Excerpt
········
With a grounding of mindfulness practice and a commitment to alleviating suffering, here's a list of insights and changes to our work life that I’ve heard in the past 10 weeks. This list is by no means systematic or exhaustive. These thoughts are fragmentary, iterative, and evolving in real-time. They are seeds to be planted, watered, nurtured, and pruned.  

How to Use this Post 
Knowledge is power. Share with your friends and colleagues. Share with leadership in your businesses and organization. Create a small discussion group to explore these questions. Give yourself permission to design the future you want to inhabit. Ask yourselves, which of the following insights do you have the most energy for? Which insight do you find yourself least energized by? Recognizing our connection brings us strength. Having courageous conversations is needed now more than ever. May the following insights and questions that have emerged from our Copper Beech Institute community inspire and challenge your own community to begin a brave conversation around the thriving, creativity, and well-being of all people. 

1. Equity 
Who is in our community or workplace? Who is not in our community and why? What barriers, real or perceived, intention, or unintentional need to be addressed? What privilege and power do I hold, and how does that affect my work and relationships? How can we co-create workplaces that are safe and empowering for everyone?  

2. Truth-telling 
Racism is a pervasive part of white American culture. Are we having consistent, brave, ongoing conversations about bias, race, and the role of privilege in our community or workplace? Are we actively working to heal racism inside of ourselves, in our communities, and in society at large? 

3. Preserving Pandemic Wisdom 
What disruptions caused by this global pandemic need to be saved? What cultural habits, patterns, and policies need to be changed or let go of?
········
Record extracts
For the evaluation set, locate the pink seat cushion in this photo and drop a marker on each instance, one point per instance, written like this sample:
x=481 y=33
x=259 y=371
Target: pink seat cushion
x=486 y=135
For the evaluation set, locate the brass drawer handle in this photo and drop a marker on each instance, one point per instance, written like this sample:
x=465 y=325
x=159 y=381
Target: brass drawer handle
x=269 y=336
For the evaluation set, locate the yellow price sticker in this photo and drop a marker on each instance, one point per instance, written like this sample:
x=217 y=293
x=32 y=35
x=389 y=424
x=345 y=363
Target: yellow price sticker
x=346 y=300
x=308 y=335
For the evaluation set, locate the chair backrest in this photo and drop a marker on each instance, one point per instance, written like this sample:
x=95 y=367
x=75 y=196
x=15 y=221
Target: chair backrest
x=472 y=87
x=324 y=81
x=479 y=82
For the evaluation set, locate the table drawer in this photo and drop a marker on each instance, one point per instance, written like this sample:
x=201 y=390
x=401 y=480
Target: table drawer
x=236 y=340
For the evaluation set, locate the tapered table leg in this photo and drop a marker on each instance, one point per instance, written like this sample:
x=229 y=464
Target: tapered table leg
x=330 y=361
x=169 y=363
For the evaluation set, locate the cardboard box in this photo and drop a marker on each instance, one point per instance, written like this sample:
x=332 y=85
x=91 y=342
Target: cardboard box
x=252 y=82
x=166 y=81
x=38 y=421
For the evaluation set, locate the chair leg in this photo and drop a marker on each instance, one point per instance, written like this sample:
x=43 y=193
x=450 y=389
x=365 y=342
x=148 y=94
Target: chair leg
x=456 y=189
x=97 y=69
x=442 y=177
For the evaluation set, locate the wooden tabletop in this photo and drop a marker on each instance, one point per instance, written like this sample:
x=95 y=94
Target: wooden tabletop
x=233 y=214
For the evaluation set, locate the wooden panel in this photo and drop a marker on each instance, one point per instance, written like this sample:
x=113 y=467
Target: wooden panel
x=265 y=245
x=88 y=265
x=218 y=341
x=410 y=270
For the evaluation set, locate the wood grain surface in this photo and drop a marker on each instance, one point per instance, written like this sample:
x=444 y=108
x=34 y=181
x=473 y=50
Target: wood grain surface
········
Study questions
A - Copy the passage of the workplace insights post from "With a grounding" through "nurtured, and pruned.", word for word.
B - According to the workplace insights post, why is its list not systematic or exhaustive? Answer in one to three sentences.
C - Continue the workplace insights post from the end of its last sentence.

Set of answers
A -
With a grounding of mindfulness practice and a commitment to alleviating suffering, here's a list of insights and changes to our work life that I’ve heard in the past 10 weeks. This list is by no means systematic or exhaustive. These thoughts are fragmentary, iterative, and evolving in real-time. They are seeds to be planted, watered, nurtured, and pruned.

B - The post says its thoughts are fragmentary, iterative, and evolving in real time. It presents them as seeds to be planted, watered, nurtured, and pruned rather than as a finished set.

C -
4. Contemplative Practice 
Seeing clearly and cultivating compassion to accept what is seen requires practices. Mindfulness and meditation are two ways to ground ourselves in the moment, and to grow awareness and acceptance. Ask your team how some kind of mindfulness and resilience practice can become a fixture in your workplace. 

5. Fear 
Fear is just as viral as the coronavirus. Our wisest decisions are not made from fear. How does fear show up in your work and personal relationships? How does it show up in your community? When you are in a fearful place, can you pause before letting fears drive you to action? 

6. Proceed at the Pace of Trust 
How can we create genuine trusting relationships at work? Many workers feel like they are being watched by employers. During these unprecedented times, can we begin to measure the work and not the time? The pressure to produce, perform, and to demonstrate our value amid furloughs is soul-crushing. What does trust look like in the workplace? 

7. Freedom 
People flourish in freedom. Let’s start a conversation around how we can encourage each other to explore individual passions and creativity while being accountable to organizational deadlines and goals. How have my assumptions about productivity and expectations of work been challenged by the pandemic? How am I supporting healthy and appropriate experimentation in the workplace? 

8. Purpose
Start a conversation about what values are most important to your team. Ground yourself in your purpose to avoid acting from a place of fear.  Ask what really matters to us? Move beyond a mission statement to your deepest held values. Support others to honor their core values in the workplace. 

9. Flexibility 
Flexibility around work schedules has been a great benefit for some. How can we create flexibility to support our teams after the pandemic? Flexibility in thought is just as critical. How can I see things from others’ perspectives, especially the perspective of traditionally marginalized communities? 

10. Compassion  
How can we make space to check-in, connect, and care for one another, whether in the middle of a global crisis or not? Can our CEOs be CCOs (Chief Compassion Officers)? Compassion is an important quality in leaders. Check-in regularly with staff members and ask how you can be supportive. Deep listening is a crucial part of compassion. Can we also agree to be vulnerable in asking for what we need? Can we be compassionate toward ourselves and think regularly about self-care?